Gib aus dem Text zur Klimakrise alles von „Mehr Rad fahren, Öffis“ bis hinunter zu „(mit freundlicher Genehmigung)“ wortgetreu wieder.

* **DOKUMENTABSCHNITT**:
══════

Drittens – persönlicher Lebensstil: Mein Tun und Handeln jetzt beeinflussen das Leben hier und anderswo, heute und morgen. Es ist ein gutes Gefühl, enkeltauglich zu leben.

Und was kann man ganz persönlich sofort tun?
Mehr Rad fahren, Öffis nutzen, sich gesünder ernähren und auf üppigen Fleischkonsum verzichten, erneuerbare Energie vorantreiben und Flächenversiegelung stoppen. Und natürlich, jetzt und sofort: Von 22. bis 29. Juni das Klimavolksbegehren auf der Gemeinde unterschreiben!

Hard Facts zur Sache "Klimakrise":


Umweltmediziner Dr. Heinz Fuchsig (mit freundlicher Genehmigung)

══════

* **ZU PRÜFENDE DATEN**:
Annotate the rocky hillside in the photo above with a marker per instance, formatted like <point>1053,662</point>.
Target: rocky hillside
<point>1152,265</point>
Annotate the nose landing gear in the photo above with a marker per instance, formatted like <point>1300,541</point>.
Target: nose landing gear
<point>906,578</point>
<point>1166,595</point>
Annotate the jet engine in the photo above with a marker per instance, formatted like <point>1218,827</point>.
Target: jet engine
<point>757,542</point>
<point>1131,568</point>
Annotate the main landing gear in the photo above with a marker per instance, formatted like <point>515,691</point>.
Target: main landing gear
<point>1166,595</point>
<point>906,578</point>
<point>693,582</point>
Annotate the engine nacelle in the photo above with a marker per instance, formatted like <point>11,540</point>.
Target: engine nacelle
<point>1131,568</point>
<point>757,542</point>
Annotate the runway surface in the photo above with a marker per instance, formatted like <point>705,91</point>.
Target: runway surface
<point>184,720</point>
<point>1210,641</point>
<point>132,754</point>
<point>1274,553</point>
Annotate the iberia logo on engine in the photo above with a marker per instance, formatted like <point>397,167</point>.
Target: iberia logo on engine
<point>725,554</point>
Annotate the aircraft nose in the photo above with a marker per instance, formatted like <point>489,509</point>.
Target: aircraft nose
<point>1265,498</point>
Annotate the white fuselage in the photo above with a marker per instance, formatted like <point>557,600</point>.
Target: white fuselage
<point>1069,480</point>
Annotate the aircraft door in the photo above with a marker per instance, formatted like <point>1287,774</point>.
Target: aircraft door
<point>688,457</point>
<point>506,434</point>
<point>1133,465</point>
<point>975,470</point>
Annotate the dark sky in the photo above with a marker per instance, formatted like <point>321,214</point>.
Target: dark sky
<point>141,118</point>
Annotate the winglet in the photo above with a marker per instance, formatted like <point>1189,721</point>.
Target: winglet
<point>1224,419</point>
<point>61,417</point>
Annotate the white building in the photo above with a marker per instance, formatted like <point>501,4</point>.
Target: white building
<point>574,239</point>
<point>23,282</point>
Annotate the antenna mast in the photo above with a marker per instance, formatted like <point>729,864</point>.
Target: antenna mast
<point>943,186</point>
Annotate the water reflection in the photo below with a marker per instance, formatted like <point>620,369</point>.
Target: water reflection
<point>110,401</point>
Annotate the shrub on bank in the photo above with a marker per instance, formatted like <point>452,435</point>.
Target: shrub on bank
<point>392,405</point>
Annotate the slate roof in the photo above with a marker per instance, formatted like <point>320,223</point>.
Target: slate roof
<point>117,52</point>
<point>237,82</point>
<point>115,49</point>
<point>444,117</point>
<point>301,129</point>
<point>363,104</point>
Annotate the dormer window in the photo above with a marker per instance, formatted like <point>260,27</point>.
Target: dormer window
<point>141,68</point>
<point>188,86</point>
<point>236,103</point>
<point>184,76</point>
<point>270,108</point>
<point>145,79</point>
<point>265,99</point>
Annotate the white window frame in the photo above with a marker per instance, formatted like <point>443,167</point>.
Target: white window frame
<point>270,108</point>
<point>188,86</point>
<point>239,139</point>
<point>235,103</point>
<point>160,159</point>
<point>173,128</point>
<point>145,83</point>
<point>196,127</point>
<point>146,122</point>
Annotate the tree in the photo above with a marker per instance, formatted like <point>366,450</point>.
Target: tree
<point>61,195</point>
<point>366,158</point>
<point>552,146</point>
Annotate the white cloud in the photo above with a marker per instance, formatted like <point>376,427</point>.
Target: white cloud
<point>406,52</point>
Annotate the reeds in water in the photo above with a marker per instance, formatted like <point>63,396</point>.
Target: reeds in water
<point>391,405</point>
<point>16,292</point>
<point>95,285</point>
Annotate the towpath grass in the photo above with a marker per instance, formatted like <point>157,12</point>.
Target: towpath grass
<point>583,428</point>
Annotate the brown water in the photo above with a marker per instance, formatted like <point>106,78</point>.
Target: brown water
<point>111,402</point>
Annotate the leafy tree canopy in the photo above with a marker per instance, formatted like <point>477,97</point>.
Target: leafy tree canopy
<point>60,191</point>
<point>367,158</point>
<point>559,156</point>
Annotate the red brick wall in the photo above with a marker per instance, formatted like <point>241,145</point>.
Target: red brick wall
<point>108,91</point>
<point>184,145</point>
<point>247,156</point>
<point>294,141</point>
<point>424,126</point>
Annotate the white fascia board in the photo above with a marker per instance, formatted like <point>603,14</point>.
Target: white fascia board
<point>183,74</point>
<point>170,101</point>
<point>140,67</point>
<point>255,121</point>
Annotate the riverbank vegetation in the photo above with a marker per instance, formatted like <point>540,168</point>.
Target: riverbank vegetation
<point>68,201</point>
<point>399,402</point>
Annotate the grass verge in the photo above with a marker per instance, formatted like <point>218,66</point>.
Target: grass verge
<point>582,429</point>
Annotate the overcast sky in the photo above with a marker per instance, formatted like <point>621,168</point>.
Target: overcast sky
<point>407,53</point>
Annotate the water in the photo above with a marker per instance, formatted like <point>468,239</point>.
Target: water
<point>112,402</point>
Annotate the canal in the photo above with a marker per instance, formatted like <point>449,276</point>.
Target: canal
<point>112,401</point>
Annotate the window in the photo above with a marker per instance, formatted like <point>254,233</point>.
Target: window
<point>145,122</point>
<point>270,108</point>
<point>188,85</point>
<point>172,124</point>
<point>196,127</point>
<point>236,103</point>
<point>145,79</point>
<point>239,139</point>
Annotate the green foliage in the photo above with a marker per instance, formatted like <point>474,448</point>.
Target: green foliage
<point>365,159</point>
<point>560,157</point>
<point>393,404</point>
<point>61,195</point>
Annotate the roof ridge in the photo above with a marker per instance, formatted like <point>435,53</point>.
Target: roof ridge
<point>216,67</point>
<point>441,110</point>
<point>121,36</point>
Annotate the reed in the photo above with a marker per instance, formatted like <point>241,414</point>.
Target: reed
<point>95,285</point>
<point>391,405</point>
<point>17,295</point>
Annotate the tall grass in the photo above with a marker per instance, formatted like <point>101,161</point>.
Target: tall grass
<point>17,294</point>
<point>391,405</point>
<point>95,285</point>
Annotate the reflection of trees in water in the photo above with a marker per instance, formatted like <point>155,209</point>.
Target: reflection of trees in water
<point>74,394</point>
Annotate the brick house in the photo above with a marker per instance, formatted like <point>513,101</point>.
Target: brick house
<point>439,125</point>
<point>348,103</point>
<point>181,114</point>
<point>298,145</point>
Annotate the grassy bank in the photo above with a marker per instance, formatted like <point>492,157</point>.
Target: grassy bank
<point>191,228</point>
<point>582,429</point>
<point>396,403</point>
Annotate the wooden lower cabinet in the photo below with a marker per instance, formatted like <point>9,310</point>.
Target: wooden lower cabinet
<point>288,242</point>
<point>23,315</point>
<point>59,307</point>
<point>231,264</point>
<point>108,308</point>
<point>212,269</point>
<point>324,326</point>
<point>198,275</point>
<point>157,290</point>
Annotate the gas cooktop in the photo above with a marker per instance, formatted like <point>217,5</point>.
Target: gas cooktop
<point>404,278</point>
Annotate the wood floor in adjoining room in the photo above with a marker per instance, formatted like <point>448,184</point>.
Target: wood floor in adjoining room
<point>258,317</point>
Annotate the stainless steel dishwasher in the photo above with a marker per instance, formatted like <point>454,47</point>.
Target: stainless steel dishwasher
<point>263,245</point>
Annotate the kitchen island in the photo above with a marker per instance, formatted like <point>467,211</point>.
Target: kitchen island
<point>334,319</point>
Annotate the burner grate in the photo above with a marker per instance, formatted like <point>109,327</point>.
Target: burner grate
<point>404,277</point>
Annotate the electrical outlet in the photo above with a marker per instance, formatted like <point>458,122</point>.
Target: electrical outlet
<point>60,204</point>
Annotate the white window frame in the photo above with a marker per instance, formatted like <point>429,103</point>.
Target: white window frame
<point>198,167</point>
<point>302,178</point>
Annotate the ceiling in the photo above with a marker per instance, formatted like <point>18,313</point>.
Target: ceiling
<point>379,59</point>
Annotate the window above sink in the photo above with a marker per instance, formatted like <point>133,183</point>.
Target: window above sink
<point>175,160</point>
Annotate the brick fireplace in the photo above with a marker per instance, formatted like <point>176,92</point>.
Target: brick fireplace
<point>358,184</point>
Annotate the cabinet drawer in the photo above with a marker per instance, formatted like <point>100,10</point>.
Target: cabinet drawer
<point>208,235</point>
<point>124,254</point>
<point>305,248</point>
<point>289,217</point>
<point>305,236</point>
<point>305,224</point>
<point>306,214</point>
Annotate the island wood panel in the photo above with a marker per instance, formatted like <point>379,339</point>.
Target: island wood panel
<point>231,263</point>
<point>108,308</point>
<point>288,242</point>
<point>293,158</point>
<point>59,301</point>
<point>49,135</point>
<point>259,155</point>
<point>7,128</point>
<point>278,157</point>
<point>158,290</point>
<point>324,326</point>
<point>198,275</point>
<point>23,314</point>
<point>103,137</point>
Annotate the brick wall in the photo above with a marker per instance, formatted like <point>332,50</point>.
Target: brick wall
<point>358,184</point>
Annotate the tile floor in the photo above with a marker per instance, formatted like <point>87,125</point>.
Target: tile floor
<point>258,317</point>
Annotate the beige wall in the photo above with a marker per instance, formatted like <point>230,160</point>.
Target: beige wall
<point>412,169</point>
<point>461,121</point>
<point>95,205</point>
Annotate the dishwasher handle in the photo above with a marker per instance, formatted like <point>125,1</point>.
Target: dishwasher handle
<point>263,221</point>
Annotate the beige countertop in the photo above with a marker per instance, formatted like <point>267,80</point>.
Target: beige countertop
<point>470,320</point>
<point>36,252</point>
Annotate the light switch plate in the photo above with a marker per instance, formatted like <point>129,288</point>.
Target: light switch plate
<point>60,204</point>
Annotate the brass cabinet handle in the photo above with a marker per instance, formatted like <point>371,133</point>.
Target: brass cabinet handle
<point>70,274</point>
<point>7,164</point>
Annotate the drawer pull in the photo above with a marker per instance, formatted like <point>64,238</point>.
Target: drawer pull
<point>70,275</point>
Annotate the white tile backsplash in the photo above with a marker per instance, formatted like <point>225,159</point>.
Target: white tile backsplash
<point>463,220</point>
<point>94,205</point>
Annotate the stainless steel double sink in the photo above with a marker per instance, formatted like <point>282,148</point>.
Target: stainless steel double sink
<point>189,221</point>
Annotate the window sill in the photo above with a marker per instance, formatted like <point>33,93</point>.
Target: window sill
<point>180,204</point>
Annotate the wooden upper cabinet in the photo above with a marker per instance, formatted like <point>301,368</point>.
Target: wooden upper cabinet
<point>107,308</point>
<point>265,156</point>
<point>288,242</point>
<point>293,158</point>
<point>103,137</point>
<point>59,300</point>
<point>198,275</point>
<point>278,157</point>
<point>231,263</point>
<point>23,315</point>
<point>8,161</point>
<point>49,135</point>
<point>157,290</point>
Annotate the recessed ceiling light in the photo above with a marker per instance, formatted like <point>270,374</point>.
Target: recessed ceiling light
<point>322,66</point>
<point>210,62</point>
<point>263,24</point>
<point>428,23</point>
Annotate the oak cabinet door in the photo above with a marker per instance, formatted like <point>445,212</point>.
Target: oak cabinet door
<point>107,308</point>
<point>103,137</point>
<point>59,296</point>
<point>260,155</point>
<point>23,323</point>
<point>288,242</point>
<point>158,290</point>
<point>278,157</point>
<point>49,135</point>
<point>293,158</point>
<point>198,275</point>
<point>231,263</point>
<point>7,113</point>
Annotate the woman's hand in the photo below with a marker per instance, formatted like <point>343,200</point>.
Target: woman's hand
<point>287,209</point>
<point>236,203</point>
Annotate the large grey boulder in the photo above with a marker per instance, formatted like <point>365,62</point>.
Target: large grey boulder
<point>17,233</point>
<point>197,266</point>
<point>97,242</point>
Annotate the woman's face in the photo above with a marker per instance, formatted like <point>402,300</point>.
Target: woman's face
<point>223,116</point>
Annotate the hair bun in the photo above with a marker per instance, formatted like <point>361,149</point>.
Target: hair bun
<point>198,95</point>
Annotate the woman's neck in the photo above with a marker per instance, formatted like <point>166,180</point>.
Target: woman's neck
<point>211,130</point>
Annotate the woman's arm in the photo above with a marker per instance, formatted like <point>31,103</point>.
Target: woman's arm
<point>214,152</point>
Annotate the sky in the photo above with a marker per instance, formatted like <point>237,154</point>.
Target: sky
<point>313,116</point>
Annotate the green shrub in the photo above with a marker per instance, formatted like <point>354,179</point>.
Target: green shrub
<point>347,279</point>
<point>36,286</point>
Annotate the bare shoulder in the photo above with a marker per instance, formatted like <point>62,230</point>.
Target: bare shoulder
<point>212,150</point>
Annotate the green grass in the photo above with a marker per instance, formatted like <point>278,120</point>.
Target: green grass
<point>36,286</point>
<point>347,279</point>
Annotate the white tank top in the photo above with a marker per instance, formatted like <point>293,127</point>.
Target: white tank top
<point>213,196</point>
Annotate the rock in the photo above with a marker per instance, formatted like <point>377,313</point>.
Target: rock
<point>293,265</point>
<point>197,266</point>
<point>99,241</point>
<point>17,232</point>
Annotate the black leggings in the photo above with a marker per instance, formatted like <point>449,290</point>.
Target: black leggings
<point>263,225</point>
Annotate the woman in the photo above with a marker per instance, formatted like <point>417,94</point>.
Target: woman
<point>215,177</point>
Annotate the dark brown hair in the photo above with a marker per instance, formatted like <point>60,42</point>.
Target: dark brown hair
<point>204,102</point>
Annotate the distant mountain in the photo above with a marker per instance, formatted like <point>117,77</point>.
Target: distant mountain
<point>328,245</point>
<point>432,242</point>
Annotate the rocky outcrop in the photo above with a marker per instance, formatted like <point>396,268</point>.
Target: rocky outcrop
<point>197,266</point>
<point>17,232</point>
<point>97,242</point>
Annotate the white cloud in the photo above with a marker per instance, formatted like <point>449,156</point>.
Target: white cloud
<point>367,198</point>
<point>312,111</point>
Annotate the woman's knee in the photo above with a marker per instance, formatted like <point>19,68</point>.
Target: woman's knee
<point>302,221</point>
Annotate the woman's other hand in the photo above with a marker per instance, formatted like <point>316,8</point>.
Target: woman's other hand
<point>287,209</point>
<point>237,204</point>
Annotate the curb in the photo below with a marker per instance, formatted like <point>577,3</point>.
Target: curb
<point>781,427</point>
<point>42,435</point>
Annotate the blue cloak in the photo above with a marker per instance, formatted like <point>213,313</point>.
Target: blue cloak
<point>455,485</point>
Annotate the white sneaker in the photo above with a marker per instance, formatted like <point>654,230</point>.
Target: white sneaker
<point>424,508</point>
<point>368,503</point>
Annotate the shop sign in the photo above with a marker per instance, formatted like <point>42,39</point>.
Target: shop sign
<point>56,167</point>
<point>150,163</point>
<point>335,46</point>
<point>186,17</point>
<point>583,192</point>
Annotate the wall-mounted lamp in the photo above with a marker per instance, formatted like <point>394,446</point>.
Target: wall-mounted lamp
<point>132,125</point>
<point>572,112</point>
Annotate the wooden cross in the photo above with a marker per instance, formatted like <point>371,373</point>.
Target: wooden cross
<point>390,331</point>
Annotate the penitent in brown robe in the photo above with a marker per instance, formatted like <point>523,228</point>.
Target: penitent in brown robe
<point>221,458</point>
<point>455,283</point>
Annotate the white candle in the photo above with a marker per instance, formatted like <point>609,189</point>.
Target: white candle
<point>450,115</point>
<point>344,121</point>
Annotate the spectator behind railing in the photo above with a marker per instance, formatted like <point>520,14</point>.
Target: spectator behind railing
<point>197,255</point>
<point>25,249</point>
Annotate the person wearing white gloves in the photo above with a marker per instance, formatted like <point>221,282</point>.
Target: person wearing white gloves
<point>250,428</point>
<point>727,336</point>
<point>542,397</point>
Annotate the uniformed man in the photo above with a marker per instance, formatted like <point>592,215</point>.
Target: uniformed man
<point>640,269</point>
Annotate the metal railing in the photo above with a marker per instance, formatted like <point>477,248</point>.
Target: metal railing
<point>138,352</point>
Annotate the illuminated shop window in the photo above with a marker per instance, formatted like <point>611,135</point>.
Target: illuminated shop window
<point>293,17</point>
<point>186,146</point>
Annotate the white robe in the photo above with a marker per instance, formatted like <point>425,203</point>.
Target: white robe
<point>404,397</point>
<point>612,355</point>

══════

* **LÖSUNG DER AUFGABE**:
Mehr Rad fahren, Öffis nutzen, sich gesünder ernähren und auf üppigen Fleischkonsum verzichten, erneuerbare Energie vorantreiben und Flächenversiegelung stoppen. Und natürlich, jetzt und sofort: Von 22. bis 29. Juni das Klimavolksbegehren auf der Gemeinde unterschreiben!

Hard Facts zur Sache "Klimakrise":


Umweltmediziner Dr. Heinz Fuchsig (mit freundlicher Genehmigung)